__PROBLEM DESCRIPTION__
Pull out each line of the material below word for word, and leave the pictures out of your answer.

-- start DATA TO PROCESS --

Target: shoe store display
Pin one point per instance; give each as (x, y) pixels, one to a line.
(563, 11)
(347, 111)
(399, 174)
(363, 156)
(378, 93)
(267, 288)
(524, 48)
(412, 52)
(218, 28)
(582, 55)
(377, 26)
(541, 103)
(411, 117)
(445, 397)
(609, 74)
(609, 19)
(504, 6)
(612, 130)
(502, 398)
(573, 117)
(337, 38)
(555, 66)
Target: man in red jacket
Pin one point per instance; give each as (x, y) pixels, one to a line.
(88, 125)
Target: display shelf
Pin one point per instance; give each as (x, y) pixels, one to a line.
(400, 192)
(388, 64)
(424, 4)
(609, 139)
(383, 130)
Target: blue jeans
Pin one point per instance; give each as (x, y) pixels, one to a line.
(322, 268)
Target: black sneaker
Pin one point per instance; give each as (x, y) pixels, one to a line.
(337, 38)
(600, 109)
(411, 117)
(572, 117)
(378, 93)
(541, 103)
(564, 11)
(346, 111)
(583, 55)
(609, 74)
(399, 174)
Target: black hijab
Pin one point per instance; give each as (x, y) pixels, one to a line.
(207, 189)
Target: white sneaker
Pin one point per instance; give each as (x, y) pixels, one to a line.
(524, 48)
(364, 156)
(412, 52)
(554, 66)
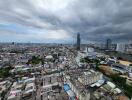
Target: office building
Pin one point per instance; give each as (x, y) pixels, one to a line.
(120, 47)
(78, 41)
(108, 44)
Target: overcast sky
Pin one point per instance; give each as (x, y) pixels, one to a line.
(59, 21)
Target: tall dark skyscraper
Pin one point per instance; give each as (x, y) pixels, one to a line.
(78, 41)
(108, 44)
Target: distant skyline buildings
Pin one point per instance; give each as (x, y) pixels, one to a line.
(45, 21)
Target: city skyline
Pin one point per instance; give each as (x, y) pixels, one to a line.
(43, 21)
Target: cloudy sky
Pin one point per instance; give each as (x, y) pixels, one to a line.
(58, 21)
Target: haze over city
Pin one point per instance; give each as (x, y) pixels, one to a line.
(59, 21)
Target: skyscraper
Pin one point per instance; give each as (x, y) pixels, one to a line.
(108, 44)
(120, 47)
(78, 41)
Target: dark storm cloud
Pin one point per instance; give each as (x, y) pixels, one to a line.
(96, 20)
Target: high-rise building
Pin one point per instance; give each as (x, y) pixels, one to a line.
(120, 47)
(108, 44)
(78, 41)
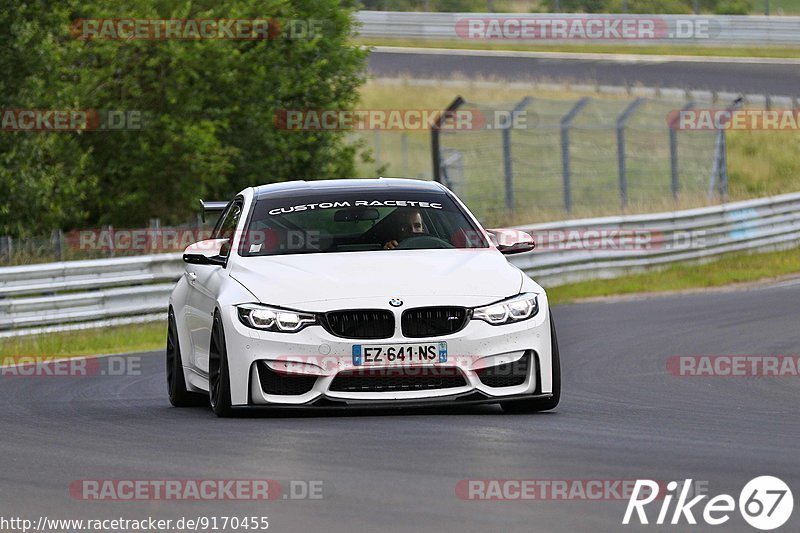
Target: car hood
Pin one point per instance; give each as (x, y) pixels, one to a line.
(287, 280)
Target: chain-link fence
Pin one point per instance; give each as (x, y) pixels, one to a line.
(565, 157)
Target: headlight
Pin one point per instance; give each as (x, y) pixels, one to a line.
(514, 309)
(274, 319)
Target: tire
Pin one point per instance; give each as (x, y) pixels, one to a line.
(219, 382)
(179, 396)
(535, 405)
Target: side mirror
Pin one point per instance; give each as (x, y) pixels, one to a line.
(511, 241)
(206, 252)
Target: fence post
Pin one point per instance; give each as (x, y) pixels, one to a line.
(565, 124)
(673, 152)
(109, 230)
(404, 150)
(57, 240)
(508, 169)
(719, 168)
(6, 248)
(623, 170)
(155, 229)
(436, 154)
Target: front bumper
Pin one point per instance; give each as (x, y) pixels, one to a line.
(320, 369)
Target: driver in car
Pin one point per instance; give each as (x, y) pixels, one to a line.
(410, 224)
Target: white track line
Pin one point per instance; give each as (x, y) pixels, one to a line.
(612, 58)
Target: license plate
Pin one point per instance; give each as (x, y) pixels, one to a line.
(399, 354)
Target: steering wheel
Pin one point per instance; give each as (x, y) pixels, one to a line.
(418, 242)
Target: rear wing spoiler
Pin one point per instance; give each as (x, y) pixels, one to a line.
(207, 206)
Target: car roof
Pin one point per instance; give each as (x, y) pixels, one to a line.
(350, 185)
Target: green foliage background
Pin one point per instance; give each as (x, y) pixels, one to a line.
(208, 106)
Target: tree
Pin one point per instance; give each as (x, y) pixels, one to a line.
(207, 109)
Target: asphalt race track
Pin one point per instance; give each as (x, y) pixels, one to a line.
(747, 78)
(622, 417)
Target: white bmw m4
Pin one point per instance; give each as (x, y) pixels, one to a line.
(364, 292)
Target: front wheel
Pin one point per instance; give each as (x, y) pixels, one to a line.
(535, 405)
(219, 381)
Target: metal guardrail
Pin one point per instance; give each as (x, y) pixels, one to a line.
(80, 294)
(708, 29)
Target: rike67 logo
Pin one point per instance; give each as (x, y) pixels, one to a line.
(765, 503)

-- end DATA TO PROCESS --

__THE ANSWER__
Target: shoe store display
Pin one point per instance; give each as (x, y) pixels, one to a line.
(563, 11)
(347, 111)
(399, 174)
(363, 156)
(378, 93)
(267, 288)
(524, 48)
(412, 52)
(218, 28)
(582, 55)
(377, 26)
(541, 103)
(411, 117)
(445, 397)
(609, 74)
(609, 19)
(504, 6)
(612, 130)
(502, 398)
(573, 117)
(337, 38)
(555, 66)
Target: man in red jacket
Pin one point per instance; give each as (x, y) pixels, one to a line.
(88, 125)
Target: display shelf
Pin one point per instance; give each as (x, y) pixels, one to a line.
(400, 192)
(388, 64)
(424, 4)
(609, 139)
(383, 130)
Target: blue jeans
Pin one point per instance; give each as (x, y) pixels, one to a line.
(322, 268)
Target: black sneaker
Pin one point per instance; give each as (x, y) pixels, one to a line.
(337, 38)
(600, 109)
(411, 117)
(572, 117)
(378, 93)
(541, 103)
(564, 11)
(346, 111)
(583, 55)
(609, 74)
(399, 174)
Target: black hijab
Pin one point per instance; give each as (x, y) pixels, one to a line.
(207, 189)
Target: white sneaker
Pin one point per instance; give each as (x, y) pixels, one to a line.
(524, 48)
(364, 156)
(412, 52)
(554, 66)
Target: office building
Pin one point per instance; give each as (x, y) pixels, one to a line.
(120, 47)
(78, 41)
(108, 44)
Target: overcast sky
Pin one point per instance; give each as (x, y) pixels, one to a line.
(59, 21)
Target: tall dark skyscraper
Pin one point per instance; give each as (x, y) pixels, one to a line.
(78, 41)
(108, 44)
Target: distant skyline buildings
Pin one point per instance; give each as (x, y) pixels, one to a line.
(45, 21)
Target: city skyline
Pin one point per instance; give each as (x, y) pixels, one to a line.
(43, 21)
Target: cloudy sky
Pin one point per instance; give each as (x, y) pixels, one to a line.
(58, 21)
Target: haze over city
Pin one point per instance; give each as (x, y) pixels, one to a line.
(59, 21)
Target: skyscraper
Pin one point per instance; give each as (x, y) pixels, one to a line.
(108, 44)
(120, 47)
(78, 41)
Target: dark storm cloud
Pin one point per instance; give each as (x, y) pixels, one to a line.
(96, 20)
Target: high-rise building
Pin one point per instance; give each as (x, y) pixels, one to a line.
(120, 47)
(108, 44)
(78, 41)
Target: car hood
Pin one point per instance; give each as (x, y) pixels, one to a line.
(287, 280)
Target: chain-link fence
Pin one point per instance; give each as (x, y) pixels, one to a line.
(565, 157)
Target: headlight
Pin one point per instance; give each as (x, y) pixels, one to a line.
(514, 309)
(274, 319)
Target: tire
Pin one point per instance; give each as (x, y) pixels, one to a line.
(219, 382)
(179, 396)
(535, 405)
Target: side mirror
Pin one point per instance; give each as (x, y) pixels, one to a line.
(511, 241)
(206, 252)
Target: fence post
Pin one point per instance; give each as (x, y) pixels, one to a line.
(565, 124)
(673, 152)
(109, 230)
(404, 150)
(57, 240)
(508, 169)
(719, 168)
(6, 248)
(623, 170)
(155, 229)
(436, 154)
Target: front bumper
Pin one point per instance; give each as (x, y) pixels, one to a line.
(320, 369)
Target: driver in car
Pin one point per instance; give each as (x, y) pixels, one to a line.
(410, 224)
Target: white track line
Pin one point per instance; give each as (x, y) pixels, one to a line.
(612, 58)
Target: license plate
Pin one point per instance; give each as (x, y) pixels, one to a line.
(399, 354)
Target: steering wheel
Pin one point per instance; give each as (x, y) pixels, one to a line.
(418, 242)
Target: rear wing spoiler
Pin one point per instance; give each as (x, y) pixels, one to a line.
(207, 206)
Target: car roof
Pin one point per instance; give each as (x, y) pixels, one to a line.
(350, 185)
Target: green foliage background
Pin one point per instance; give each as (x, y) pixels, one to a line.
(208, 106)
Target: tree
Pin one point per instance; give each as (x, y) pixels, one to a line.
(207, 109)
Target: asphalt race track
Pin one point per instance; give each as (x, y) pixels, one to a line.
(747, 78)
(622, 417)
Target: white bmw m4
Pin one point per instance; give each as (x, y) pixels, one to a line.
(364, 292)
Target: front wheel
Pin one point per instance; give each as (x, y) pixels, one to a line.
(535, 405)
(219, 381)
Target: metal guardrail
Pin one point per instance; give each as (x, y) pixels, one to a line.
(80, 294)
(708, 29)
Target: rike67 logo
Pin one point per instance; give each as (x, y) pixels, one to a line.
(765, 503)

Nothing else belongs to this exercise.